Excerpted passage:
= = =

Scientists a step closer to developing disease resistant maize variety

Scientists at International Maize and Wheat Improvement Center (CIMMYT) at Hyderabad, India in collaboration with their counterparts in Nairobi, Kenya have conducted a genome-wide association study (GWAS) to identify regions in maize DNA that confer improved resistance to sorghum downy mildew disease in maize. SDM is an important foliar disease of maize caused by the fungus, Peronosclerospora sorghi.

We all relish corn- be it as popcorn, sweet corn or the breakfast staple- corn flakes. Maize or the Corn is the world’s leading cereal grain with a total production that has surpassed wheat or rice and India is one of the eight major maize growing countries in Asia. Unfortunately, during the monsoon season, the total productivity is limited due to the susceptibility to a number of diseases like downy mildews (DM), leaf blights, rusts, stalk rots and ear rots with DM spread throughout Asia.

= = =

Data supplied:

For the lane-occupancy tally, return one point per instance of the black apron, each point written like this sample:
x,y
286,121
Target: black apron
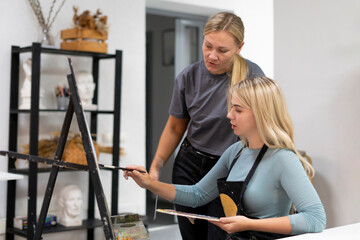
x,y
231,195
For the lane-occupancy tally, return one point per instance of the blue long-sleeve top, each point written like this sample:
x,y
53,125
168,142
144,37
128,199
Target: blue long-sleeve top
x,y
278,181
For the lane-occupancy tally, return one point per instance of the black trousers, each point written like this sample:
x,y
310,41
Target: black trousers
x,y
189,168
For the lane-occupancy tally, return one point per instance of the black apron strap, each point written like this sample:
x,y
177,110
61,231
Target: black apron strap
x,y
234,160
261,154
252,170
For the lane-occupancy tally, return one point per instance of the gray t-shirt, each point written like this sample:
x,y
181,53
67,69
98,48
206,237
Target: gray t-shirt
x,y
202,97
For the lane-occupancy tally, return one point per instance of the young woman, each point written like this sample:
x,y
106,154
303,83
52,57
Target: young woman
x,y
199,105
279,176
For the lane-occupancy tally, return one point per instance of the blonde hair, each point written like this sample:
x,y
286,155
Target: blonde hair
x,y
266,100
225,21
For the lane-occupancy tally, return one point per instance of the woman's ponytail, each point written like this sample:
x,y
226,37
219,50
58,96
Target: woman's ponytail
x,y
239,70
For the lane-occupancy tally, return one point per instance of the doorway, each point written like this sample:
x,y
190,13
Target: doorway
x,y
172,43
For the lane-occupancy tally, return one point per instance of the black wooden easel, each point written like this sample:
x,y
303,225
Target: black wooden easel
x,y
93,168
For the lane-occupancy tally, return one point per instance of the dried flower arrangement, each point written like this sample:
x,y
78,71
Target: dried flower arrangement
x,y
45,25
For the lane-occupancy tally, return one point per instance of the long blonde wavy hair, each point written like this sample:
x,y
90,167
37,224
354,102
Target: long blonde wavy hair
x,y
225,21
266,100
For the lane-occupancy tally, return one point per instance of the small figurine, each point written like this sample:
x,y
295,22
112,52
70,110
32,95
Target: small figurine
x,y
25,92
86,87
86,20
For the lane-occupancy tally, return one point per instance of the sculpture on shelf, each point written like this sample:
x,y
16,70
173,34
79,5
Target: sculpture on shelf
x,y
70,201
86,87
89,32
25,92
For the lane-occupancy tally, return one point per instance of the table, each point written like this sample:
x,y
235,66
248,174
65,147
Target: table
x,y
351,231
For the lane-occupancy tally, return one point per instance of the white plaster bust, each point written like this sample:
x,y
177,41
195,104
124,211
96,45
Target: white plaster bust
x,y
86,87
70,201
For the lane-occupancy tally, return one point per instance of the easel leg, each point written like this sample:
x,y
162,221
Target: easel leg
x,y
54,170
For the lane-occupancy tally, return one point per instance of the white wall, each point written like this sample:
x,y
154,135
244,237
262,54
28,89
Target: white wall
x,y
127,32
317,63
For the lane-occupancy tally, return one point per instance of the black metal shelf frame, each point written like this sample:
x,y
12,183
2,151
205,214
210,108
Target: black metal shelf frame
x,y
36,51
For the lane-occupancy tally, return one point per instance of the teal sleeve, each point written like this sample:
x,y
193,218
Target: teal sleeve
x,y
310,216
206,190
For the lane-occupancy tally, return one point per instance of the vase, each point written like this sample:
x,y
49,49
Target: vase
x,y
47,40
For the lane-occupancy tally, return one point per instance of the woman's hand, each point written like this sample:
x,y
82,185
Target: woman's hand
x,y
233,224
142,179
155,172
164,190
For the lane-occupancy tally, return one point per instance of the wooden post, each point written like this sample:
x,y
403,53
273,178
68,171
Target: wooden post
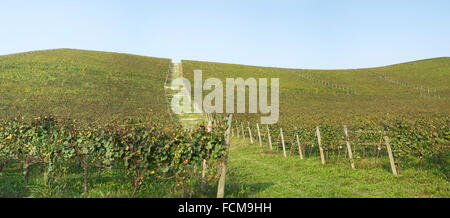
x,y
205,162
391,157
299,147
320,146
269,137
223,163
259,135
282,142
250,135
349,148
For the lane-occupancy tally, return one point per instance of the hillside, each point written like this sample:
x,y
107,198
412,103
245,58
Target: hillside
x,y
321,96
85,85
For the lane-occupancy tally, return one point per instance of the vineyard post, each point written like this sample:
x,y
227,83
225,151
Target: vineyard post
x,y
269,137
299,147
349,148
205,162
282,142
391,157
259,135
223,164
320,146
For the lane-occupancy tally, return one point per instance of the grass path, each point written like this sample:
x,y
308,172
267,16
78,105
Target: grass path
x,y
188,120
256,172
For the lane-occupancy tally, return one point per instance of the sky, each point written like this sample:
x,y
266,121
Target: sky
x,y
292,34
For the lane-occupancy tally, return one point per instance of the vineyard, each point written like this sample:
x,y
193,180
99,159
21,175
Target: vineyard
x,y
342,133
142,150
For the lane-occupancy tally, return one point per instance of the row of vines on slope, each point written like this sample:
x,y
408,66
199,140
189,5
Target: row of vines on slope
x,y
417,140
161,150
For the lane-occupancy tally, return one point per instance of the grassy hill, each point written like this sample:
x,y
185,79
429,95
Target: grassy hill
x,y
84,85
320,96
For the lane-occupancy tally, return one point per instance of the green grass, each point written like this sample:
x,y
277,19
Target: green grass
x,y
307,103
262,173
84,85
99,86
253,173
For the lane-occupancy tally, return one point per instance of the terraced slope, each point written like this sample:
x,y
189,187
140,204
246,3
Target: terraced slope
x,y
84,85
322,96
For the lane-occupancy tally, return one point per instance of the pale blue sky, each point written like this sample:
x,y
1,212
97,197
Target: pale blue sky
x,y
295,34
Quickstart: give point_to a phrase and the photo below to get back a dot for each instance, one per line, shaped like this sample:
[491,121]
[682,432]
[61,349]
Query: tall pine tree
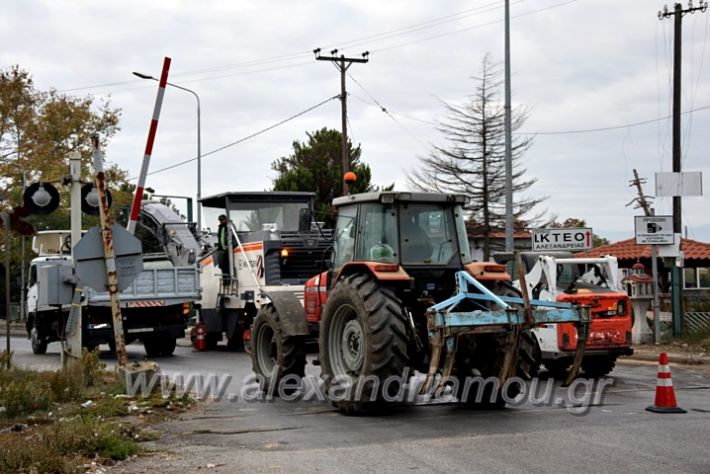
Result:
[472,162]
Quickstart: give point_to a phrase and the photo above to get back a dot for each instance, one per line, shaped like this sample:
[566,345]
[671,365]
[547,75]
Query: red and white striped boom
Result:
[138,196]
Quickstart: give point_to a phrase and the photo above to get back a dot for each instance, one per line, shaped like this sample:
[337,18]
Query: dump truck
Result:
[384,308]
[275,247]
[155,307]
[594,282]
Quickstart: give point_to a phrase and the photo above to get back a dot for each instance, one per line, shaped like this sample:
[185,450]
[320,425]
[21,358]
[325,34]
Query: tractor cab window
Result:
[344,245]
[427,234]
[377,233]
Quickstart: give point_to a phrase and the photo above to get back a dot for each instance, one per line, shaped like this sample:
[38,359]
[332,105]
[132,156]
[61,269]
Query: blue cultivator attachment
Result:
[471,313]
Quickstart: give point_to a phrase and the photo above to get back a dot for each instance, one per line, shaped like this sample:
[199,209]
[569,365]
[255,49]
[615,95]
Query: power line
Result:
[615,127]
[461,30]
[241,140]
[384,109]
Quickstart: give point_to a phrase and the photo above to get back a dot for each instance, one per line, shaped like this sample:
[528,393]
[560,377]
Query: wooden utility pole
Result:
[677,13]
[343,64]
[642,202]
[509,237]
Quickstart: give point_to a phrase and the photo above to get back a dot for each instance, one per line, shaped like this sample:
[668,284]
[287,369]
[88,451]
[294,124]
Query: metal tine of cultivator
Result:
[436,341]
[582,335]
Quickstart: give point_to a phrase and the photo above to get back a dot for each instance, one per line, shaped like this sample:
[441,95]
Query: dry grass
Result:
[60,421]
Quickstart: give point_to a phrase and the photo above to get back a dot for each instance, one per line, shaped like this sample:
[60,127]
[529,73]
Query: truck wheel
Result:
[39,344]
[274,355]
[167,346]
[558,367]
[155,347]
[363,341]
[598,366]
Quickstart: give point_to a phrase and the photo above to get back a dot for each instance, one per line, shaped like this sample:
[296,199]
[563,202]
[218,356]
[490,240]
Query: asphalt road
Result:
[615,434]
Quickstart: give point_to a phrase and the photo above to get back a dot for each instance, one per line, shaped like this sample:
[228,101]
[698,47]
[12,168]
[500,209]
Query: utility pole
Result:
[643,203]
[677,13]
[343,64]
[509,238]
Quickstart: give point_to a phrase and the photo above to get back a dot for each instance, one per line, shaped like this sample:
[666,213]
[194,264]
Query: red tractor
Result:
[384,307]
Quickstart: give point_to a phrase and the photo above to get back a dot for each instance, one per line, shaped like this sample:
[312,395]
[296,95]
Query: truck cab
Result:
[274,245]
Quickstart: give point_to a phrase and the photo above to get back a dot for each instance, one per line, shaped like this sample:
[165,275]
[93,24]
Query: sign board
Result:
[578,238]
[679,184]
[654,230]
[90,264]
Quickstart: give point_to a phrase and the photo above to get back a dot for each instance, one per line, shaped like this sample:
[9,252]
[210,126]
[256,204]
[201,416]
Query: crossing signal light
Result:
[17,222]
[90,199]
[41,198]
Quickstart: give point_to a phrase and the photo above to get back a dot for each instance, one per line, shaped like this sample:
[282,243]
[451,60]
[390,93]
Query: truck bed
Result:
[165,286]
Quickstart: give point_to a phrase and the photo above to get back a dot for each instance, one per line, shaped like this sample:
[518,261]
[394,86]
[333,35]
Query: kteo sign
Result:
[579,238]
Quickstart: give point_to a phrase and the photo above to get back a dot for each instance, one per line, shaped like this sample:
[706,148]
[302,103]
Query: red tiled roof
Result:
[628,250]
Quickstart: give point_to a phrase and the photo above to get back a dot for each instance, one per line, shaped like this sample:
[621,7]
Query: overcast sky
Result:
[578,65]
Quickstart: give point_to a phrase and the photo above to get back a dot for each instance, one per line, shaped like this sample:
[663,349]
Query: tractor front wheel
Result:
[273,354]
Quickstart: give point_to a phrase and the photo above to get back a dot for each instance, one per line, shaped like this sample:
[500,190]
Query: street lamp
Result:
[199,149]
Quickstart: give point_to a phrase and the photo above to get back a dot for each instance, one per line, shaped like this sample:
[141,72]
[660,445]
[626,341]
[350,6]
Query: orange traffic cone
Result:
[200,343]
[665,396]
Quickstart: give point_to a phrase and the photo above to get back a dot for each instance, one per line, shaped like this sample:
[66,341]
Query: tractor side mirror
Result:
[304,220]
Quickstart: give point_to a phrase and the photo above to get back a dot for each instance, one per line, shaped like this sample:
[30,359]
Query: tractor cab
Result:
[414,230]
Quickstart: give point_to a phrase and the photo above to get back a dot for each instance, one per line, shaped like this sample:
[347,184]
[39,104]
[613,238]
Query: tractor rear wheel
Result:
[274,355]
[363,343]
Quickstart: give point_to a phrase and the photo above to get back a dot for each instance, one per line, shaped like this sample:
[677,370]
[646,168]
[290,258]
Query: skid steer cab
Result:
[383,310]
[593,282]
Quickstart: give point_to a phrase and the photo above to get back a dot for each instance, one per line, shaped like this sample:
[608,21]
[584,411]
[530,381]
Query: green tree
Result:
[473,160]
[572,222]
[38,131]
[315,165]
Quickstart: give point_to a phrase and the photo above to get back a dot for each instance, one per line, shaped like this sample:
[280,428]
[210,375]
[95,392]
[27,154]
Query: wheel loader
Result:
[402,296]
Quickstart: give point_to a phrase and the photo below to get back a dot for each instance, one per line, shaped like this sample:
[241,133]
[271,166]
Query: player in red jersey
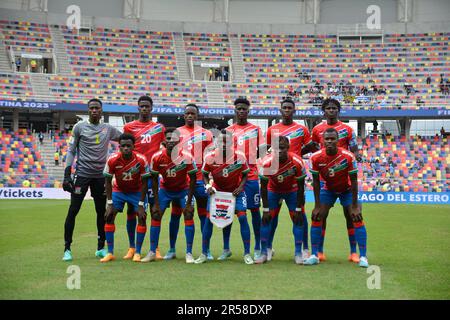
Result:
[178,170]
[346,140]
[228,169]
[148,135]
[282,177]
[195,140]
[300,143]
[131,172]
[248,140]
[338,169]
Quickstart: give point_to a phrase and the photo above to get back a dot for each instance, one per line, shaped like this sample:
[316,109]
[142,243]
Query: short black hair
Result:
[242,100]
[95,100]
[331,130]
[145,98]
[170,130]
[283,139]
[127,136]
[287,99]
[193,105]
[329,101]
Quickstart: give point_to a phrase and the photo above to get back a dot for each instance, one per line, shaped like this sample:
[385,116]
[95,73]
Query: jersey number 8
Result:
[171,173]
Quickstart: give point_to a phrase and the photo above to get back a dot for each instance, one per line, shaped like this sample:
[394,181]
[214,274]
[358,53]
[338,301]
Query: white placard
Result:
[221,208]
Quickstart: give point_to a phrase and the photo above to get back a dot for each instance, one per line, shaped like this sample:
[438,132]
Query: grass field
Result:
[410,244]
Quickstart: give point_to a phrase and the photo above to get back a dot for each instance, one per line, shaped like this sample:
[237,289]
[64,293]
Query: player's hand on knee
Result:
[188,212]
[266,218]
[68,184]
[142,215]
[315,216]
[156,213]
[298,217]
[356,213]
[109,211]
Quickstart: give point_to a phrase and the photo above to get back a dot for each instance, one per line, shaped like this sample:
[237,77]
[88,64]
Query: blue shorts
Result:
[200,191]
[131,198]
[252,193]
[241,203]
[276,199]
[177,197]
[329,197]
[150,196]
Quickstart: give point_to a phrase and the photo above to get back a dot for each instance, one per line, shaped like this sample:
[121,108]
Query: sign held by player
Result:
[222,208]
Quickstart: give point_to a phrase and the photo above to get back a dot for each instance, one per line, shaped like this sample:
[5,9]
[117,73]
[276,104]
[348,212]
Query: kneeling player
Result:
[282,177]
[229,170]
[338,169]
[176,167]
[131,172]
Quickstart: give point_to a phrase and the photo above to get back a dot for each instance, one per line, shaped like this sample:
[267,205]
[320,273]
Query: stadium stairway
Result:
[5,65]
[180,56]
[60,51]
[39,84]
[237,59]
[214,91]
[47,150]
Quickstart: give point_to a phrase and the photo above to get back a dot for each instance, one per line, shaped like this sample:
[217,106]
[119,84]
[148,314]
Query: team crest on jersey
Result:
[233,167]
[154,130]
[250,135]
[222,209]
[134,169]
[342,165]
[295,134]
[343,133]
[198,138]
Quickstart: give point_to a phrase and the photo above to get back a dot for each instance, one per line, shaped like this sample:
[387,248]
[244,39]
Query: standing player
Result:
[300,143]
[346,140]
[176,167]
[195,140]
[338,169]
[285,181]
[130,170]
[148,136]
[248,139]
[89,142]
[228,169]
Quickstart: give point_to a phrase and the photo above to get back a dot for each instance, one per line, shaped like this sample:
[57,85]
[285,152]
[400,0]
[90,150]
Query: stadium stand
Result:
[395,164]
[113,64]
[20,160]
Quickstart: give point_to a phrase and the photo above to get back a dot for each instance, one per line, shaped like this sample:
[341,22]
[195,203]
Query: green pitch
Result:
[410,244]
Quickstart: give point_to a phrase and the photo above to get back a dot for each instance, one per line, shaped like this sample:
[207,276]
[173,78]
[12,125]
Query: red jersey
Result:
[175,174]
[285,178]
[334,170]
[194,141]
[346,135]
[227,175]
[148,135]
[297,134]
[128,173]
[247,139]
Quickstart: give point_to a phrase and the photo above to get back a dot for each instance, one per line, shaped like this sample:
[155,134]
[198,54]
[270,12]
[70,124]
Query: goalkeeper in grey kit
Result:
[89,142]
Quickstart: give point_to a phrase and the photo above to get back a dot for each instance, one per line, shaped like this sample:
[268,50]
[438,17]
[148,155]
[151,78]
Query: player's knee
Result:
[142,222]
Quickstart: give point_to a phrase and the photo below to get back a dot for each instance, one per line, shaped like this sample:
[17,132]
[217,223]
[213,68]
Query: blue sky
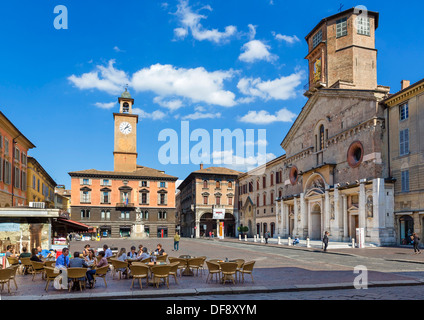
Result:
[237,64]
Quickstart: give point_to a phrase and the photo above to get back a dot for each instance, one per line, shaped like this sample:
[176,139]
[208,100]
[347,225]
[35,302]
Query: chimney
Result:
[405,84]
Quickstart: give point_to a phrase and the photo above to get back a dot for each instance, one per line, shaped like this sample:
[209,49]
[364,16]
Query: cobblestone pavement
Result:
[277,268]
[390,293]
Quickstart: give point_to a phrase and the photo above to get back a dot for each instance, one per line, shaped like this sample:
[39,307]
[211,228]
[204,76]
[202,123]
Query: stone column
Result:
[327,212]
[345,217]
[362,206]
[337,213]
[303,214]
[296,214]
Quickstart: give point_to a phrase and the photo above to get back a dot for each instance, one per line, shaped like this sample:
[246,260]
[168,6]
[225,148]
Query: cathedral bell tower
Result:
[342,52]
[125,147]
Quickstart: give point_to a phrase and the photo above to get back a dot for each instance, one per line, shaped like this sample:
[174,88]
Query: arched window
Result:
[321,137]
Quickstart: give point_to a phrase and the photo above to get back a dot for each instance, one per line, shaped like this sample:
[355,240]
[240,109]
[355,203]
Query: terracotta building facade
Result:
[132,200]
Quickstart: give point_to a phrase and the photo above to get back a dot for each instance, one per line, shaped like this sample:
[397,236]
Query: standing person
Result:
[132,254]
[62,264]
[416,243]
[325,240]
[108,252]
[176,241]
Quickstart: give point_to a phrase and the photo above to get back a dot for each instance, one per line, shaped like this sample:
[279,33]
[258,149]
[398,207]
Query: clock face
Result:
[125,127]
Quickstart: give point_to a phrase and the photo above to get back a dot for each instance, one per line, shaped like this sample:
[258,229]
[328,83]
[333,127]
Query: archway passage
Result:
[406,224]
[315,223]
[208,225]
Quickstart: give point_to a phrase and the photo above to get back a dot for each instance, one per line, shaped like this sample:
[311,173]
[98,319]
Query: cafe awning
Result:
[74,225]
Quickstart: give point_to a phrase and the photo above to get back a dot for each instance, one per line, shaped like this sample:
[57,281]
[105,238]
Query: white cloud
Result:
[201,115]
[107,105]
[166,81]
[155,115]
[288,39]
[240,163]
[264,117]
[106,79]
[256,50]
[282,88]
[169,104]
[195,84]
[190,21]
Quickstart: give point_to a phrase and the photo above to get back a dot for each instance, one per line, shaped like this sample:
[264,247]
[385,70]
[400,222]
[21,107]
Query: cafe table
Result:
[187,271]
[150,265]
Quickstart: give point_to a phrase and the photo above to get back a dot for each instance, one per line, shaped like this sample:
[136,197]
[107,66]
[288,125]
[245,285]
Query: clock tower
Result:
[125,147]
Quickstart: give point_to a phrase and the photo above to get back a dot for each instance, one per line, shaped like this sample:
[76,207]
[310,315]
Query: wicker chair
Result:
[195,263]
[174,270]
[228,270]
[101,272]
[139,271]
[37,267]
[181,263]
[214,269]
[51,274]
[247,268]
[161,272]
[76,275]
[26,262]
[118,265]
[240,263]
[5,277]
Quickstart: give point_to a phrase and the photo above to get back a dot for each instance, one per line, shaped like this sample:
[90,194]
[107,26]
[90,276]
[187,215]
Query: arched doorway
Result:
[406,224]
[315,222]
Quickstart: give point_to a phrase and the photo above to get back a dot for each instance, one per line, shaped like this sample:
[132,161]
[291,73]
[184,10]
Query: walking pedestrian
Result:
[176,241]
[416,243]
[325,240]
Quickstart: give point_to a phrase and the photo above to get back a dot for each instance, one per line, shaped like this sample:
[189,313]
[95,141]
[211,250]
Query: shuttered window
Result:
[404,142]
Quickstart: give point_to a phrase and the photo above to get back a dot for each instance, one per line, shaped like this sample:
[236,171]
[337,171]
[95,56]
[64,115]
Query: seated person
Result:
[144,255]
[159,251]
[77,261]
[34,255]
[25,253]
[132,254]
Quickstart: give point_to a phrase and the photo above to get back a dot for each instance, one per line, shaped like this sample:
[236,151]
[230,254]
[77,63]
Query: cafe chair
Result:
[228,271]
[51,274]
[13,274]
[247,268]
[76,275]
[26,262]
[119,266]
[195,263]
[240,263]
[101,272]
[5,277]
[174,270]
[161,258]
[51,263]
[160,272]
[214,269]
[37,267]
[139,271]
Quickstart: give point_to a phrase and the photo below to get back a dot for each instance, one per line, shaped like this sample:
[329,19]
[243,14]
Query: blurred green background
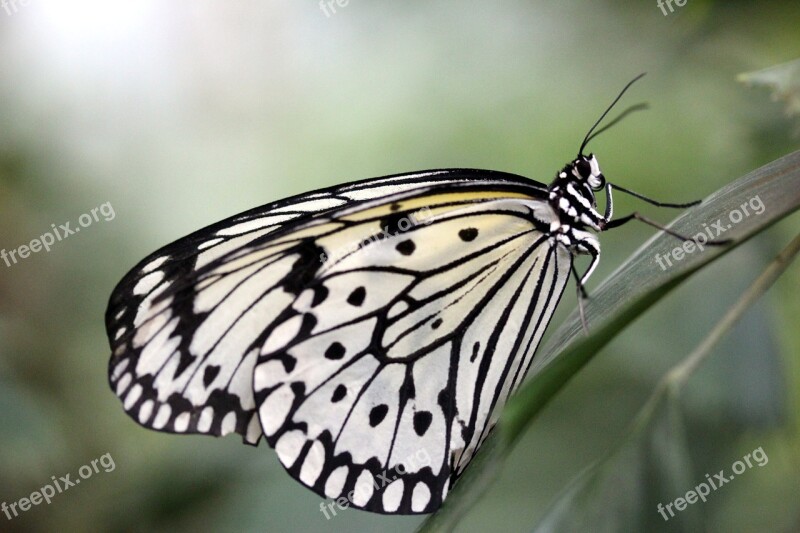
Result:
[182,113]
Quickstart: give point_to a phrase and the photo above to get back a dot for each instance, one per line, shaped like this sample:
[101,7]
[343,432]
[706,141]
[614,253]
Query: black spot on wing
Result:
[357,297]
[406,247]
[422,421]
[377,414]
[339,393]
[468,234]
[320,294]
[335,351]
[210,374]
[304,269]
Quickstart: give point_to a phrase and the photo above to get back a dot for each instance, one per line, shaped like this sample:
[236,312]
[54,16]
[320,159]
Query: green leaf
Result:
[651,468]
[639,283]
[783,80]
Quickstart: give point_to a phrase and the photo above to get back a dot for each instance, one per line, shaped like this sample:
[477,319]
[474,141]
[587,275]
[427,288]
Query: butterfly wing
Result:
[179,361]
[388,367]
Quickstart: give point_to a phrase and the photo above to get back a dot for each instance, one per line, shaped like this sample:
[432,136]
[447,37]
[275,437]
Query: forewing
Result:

= = =

The task: From the maize disease-resistance article above, list every disease it names as limiting maize productivity during the monsoon season.

Response below:
- Downy mildews (DM)
- Leaf blights
- Rusts
- Stalk rots
- Ear rots